→ RECORDED DATA
<<<<

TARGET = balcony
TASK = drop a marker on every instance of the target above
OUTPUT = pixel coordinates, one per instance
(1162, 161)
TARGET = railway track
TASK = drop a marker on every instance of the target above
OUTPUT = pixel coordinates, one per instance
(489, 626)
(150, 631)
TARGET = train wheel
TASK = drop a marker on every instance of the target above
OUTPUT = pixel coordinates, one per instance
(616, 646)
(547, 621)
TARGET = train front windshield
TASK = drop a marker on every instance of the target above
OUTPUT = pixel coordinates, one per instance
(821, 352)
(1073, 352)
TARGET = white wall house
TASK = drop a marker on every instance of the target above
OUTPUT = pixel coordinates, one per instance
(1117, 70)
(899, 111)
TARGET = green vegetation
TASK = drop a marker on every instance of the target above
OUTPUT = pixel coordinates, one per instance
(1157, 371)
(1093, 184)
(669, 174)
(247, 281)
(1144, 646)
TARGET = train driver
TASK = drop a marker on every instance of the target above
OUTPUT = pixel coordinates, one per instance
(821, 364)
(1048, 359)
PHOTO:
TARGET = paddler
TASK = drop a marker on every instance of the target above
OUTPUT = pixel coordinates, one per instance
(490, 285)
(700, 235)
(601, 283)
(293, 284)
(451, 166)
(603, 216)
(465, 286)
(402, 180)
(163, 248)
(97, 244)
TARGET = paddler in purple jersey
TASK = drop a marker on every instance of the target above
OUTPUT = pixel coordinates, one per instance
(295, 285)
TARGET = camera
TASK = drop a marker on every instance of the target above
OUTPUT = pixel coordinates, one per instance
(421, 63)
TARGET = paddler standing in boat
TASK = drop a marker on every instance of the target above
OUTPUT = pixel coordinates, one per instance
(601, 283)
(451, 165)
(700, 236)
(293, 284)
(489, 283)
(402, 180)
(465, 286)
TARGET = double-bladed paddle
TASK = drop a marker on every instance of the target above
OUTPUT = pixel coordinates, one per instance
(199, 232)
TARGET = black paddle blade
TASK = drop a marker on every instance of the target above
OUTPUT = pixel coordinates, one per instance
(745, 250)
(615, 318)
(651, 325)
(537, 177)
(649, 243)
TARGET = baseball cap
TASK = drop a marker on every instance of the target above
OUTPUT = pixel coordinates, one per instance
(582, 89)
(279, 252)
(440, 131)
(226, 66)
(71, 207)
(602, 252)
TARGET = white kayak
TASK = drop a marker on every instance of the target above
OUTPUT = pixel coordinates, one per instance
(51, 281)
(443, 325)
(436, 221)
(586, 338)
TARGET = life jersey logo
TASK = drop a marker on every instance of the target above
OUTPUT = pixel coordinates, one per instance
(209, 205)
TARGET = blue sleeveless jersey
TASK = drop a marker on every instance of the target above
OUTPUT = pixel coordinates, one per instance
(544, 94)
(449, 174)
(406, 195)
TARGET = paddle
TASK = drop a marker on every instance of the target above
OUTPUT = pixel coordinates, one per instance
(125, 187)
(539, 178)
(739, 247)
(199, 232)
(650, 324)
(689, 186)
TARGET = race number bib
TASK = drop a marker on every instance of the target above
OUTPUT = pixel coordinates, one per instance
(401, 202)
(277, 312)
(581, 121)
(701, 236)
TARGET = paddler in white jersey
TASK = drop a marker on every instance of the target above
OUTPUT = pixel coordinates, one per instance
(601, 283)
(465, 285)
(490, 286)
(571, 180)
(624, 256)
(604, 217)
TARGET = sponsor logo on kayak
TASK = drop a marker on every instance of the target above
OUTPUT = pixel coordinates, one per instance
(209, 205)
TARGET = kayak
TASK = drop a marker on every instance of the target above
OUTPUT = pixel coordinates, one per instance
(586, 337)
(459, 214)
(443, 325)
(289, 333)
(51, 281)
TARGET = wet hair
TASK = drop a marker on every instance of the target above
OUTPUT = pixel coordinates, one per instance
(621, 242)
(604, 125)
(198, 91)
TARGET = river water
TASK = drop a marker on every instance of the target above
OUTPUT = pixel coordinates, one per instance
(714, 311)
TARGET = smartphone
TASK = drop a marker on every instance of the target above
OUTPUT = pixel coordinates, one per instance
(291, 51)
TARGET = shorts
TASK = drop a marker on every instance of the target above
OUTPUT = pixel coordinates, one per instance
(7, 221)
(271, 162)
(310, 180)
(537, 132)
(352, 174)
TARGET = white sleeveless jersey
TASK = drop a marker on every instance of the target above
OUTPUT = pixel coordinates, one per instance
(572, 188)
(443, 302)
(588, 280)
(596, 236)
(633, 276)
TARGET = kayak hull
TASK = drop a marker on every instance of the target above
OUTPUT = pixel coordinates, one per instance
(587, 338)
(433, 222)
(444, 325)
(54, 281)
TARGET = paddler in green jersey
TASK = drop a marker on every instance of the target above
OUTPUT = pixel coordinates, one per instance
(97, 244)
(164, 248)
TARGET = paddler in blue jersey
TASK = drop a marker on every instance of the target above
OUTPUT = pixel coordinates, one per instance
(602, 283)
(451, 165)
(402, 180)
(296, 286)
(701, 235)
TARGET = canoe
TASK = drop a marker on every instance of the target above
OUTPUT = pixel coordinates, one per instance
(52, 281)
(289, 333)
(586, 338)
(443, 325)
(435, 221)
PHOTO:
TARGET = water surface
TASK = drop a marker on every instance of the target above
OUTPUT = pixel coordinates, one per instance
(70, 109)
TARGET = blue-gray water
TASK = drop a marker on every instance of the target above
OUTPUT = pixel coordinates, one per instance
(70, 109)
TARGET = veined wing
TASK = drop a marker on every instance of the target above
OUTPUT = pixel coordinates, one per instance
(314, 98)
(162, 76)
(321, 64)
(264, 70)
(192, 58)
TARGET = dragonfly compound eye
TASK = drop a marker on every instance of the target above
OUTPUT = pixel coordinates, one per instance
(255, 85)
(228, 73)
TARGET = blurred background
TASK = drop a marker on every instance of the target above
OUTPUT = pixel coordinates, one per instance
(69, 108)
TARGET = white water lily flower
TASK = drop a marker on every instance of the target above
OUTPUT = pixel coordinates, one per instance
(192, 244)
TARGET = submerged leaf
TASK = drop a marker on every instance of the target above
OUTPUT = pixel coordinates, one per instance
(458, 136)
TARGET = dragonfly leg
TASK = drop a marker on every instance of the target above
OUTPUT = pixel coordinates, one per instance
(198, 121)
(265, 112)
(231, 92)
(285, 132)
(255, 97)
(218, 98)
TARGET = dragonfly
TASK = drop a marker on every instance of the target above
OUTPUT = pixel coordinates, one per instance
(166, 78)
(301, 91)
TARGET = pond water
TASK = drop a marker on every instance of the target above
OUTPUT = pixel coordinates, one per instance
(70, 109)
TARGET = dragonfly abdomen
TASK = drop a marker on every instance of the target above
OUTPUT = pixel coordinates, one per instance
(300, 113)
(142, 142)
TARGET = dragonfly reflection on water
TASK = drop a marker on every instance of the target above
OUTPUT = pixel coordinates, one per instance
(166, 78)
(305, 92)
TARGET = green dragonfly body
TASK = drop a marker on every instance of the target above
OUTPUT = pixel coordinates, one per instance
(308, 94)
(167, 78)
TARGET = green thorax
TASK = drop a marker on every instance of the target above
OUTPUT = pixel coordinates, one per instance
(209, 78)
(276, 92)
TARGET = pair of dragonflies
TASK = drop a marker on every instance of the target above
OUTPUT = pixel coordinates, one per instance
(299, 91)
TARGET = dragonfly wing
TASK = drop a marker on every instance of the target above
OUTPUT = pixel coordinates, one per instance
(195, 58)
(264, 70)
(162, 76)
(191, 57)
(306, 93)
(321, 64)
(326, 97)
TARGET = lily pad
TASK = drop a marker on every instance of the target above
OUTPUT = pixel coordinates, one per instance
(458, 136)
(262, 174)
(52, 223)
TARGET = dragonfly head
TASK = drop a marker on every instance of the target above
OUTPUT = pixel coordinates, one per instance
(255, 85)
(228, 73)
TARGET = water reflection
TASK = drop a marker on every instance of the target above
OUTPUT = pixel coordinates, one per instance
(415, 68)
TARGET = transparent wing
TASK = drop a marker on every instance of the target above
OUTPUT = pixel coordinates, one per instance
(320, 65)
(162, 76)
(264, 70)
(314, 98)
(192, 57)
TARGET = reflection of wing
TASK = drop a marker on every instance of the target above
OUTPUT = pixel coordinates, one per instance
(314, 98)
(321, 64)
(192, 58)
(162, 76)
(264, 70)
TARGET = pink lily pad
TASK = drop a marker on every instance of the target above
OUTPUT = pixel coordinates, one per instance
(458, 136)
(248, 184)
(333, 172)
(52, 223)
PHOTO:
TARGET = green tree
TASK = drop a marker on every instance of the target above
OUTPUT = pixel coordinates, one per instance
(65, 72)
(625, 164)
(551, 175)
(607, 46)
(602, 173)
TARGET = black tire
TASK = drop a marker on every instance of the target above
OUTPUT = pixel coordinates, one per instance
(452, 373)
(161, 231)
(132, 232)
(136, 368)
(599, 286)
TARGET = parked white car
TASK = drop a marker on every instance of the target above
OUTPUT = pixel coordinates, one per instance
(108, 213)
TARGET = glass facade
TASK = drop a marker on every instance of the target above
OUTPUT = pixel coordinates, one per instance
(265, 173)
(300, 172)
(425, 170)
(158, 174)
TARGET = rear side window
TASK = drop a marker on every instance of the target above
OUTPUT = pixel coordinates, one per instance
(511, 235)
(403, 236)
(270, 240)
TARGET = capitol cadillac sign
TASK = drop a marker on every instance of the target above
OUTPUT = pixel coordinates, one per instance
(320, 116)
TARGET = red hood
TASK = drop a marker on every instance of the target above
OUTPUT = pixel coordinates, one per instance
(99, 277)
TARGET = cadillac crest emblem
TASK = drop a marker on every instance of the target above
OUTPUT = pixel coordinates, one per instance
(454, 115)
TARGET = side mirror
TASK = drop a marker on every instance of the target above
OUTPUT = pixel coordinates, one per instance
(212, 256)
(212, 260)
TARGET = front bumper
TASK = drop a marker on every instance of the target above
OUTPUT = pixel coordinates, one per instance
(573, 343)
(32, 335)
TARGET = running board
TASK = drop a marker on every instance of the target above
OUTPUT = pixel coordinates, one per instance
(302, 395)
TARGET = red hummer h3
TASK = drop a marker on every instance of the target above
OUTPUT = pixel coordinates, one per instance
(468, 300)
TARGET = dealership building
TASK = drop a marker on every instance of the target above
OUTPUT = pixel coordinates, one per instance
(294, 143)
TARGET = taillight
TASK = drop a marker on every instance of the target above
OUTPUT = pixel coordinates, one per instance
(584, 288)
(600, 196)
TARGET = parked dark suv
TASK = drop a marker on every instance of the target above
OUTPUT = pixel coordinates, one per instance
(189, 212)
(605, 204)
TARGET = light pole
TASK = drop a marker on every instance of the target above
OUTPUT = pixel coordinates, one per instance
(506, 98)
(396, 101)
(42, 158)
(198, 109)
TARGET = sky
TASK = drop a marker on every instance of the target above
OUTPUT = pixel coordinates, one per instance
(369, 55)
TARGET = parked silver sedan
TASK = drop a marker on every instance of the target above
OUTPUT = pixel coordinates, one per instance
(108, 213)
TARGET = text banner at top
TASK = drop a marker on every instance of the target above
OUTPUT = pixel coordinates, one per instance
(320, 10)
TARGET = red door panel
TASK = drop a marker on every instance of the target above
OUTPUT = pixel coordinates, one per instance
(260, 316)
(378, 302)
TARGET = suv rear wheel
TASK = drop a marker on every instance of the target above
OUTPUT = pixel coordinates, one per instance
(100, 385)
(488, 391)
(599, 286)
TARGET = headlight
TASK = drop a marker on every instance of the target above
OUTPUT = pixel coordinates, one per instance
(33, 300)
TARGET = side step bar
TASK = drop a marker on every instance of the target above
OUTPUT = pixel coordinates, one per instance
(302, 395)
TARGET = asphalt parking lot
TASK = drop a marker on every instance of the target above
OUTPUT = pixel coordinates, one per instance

>>>>

→ EXERCISE GOAL
Repeat exactly, and only, the lines from the line with "TARGET = light pole" through the end of the listing above, both ends included.

→ EXERCISE OUTPUT
TARGET = light pole
TASK = drop a marker on every instance of the target above
OUTPUT = pixel coordinates, one per instance
(506, 98)
(396, 101)
(42, 158)
(198, 109)
TARGET = sky
TASK = drop a marker on every instance of the target above
OUTPUT = pixel coordinates, one per instance
(369, 55)
TARGET = parked silver sedan
TASK = drop a marker on every instance of the target above
OUTPUT = pixel coordinates, one per instance
(108, 213)
TARGET = text banner at top
TASK = drop a marker on every instance of the target above
OUTPUT = pixel coordinates, one per instance
(320, 10)
TARGET = red door panel
TASK = drop a marker on every instance of the target above
OUTPUT = pixel coordinates, one per instance
(260, 316)
(378, 302)
TARGET = suv rear wheel
TASK = drop a marker on every instance of the target above
OUTPUT = pixel coordinates, one per instance
(100, 385)
(488, 391)
(599, 286)
TARGET = headlight
TASK = drop a marker on every instance of the target above
OUTPUT = pixel coordinates, one per instance
(33, 300)
TARGET = side step bar
TASK = drop a marker on every instance of the target above
OUTPUT = pixel coordinates, one per instance
(302, 395)
TARGET = asphalt parking lot
TASK = drop a marker on every instance of the target above
OUTPUT = pixel coordinates, one per instance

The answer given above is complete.